▸ Given request
Select and copy each line in the rows below that contains the word "white". A line counts only if its capitalization matches.

▸ Supplied entries
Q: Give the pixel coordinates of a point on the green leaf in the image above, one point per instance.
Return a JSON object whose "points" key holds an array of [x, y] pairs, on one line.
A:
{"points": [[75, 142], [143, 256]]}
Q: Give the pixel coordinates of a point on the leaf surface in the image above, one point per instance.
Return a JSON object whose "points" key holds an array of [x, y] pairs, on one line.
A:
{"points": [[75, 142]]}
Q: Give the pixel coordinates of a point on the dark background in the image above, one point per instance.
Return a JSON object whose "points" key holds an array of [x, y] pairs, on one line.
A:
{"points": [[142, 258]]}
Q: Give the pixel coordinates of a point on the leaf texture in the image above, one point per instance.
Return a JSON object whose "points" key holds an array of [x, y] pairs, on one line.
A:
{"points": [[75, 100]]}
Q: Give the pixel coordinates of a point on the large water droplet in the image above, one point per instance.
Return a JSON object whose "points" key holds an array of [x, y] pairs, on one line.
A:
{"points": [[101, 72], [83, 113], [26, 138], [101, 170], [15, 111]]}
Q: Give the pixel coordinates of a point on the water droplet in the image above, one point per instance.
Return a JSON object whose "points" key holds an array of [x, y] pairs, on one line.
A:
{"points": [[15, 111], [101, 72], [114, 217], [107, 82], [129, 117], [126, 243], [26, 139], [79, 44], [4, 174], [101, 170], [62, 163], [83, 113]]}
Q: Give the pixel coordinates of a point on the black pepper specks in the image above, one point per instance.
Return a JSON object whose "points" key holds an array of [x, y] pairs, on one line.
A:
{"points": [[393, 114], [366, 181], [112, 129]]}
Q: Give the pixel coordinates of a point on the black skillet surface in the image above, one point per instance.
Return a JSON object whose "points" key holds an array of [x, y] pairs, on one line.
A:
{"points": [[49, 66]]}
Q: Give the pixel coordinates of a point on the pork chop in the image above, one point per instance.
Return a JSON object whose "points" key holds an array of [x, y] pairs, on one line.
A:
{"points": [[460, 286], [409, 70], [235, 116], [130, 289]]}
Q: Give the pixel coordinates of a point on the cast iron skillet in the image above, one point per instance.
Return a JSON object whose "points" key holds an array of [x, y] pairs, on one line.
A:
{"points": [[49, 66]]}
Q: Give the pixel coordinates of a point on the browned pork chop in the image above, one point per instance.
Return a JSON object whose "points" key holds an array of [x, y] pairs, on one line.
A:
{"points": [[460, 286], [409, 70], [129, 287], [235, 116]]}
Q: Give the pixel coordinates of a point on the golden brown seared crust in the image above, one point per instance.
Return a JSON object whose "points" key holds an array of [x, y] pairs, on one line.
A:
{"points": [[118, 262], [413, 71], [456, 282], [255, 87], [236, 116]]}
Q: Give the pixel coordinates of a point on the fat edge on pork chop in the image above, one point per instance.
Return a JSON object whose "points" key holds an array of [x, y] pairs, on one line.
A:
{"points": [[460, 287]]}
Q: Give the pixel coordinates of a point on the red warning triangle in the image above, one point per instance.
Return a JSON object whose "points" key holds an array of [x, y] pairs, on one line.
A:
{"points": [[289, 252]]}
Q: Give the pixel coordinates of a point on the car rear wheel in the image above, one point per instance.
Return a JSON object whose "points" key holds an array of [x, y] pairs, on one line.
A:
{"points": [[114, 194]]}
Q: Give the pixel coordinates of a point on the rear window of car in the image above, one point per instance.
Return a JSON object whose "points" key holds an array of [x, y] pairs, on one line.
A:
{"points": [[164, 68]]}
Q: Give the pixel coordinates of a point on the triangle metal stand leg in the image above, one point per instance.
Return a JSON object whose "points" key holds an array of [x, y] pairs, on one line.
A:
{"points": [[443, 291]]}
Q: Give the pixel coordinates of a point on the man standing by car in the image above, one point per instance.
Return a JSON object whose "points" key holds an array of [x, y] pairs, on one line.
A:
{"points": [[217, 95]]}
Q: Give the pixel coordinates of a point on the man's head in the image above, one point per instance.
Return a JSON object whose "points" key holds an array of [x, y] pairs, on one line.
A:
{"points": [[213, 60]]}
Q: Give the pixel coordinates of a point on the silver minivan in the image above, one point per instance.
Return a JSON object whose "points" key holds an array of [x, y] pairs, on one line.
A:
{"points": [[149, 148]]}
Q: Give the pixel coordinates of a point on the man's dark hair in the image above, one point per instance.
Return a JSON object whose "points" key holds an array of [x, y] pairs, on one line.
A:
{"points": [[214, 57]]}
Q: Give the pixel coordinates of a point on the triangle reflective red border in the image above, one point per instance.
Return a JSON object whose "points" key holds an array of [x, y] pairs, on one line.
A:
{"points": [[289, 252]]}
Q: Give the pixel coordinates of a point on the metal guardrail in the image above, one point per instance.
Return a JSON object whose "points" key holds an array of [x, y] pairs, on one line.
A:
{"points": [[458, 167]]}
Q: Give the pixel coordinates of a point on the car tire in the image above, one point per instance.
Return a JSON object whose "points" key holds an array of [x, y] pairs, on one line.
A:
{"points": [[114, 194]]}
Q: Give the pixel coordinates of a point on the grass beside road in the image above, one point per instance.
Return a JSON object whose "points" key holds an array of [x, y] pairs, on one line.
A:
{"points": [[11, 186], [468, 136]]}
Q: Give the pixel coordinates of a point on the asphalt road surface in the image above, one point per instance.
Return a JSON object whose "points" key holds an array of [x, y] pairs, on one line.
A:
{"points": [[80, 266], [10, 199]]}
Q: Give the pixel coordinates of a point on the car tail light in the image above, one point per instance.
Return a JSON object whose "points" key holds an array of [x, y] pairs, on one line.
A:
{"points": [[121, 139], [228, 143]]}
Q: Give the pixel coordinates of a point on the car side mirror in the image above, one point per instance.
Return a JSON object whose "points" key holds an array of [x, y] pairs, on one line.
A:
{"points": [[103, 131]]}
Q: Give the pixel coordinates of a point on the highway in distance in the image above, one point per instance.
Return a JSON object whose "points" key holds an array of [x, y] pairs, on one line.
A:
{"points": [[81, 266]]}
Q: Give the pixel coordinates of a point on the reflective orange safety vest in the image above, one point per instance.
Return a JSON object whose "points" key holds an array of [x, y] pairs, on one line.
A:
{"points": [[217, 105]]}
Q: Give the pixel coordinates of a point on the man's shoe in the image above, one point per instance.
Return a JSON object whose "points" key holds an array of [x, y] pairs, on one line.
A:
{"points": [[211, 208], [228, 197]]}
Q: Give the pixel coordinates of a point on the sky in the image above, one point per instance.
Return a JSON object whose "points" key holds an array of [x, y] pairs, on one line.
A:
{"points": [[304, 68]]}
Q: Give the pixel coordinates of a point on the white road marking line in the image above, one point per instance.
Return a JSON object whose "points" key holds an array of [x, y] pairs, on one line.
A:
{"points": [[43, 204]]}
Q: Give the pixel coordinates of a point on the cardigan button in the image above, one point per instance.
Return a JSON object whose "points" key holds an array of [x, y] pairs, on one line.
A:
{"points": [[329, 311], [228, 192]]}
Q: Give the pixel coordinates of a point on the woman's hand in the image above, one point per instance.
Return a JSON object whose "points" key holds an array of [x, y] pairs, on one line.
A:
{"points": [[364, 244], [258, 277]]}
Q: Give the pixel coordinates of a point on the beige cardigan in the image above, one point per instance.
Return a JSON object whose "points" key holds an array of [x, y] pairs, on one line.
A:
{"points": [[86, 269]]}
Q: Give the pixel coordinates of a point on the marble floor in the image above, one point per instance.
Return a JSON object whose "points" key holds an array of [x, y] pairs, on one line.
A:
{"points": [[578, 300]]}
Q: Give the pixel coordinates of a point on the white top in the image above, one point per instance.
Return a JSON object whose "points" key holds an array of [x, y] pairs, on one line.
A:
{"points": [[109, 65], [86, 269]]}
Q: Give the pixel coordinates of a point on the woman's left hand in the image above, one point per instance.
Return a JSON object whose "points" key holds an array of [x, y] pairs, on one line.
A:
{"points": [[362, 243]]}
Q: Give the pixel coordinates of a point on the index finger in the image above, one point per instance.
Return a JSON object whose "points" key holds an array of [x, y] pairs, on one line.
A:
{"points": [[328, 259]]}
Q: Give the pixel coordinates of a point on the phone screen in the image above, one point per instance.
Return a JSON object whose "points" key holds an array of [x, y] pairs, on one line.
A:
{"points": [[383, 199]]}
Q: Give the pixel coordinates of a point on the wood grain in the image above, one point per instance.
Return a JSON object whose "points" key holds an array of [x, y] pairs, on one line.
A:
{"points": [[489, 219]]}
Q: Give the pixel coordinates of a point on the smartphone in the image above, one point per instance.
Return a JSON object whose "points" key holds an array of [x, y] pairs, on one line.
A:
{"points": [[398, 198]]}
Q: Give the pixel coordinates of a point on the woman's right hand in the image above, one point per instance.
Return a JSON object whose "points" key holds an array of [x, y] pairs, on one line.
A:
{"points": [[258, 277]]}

--

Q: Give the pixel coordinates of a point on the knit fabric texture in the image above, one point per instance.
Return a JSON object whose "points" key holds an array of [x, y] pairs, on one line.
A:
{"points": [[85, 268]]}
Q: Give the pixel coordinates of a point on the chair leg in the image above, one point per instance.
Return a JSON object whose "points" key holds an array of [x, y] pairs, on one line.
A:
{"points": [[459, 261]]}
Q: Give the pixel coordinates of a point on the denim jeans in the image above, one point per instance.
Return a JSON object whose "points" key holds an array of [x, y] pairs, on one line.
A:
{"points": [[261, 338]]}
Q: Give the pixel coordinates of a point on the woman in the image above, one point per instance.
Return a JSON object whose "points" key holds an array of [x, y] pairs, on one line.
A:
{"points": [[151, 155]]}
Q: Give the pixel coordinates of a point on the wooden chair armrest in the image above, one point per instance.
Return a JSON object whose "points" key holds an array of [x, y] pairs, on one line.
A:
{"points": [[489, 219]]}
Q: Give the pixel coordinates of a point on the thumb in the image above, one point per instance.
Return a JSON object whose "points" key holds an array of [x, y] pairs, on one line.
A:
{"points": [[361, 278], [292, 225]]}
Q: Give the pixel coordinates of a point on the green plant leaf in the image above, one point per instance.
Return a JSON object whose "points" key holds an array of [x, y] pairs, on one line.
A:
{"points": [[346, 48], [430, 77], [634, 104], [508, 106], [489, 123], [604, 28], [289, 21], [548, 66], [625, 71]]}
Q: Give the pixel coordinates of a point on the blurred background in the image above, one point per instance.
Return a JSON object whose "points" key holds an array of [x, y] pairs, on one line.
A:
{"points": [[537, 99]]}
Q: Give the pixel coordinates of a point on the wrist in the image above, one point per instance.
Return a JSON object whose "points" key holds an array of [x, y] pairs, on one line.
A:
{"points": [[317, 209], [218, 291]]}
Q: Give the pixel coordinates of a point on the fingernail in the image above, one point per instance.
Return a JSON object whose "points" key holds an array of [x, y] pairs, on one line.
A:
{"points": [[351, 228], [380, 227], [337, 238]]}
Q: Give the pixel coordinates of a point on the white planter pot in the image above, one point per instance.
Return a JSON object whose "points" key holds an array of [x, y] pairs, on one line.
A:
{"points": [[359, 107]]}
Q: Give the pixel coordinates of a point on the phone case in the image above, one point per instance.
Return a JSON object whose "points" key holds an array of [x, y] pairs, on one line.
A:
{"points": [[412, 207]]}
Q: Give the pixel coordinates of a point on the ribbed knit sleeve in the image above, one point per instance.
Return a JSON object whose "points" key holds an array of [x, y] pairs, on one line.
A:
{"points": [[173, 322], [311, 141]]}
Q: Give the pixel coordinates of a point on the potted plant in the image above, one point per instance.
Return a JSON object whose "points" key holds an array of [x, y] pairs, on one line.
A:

▸ Reply
Q: Give the pixel coordinates of a point on the white road marking line in the image above, one point per instance.
Q: Give the pixel coordinates of a point on the white top in the image above, one point per instance.
Q: Give the pixel coordinates of a point on the white planter pot in the image above, one point per instance.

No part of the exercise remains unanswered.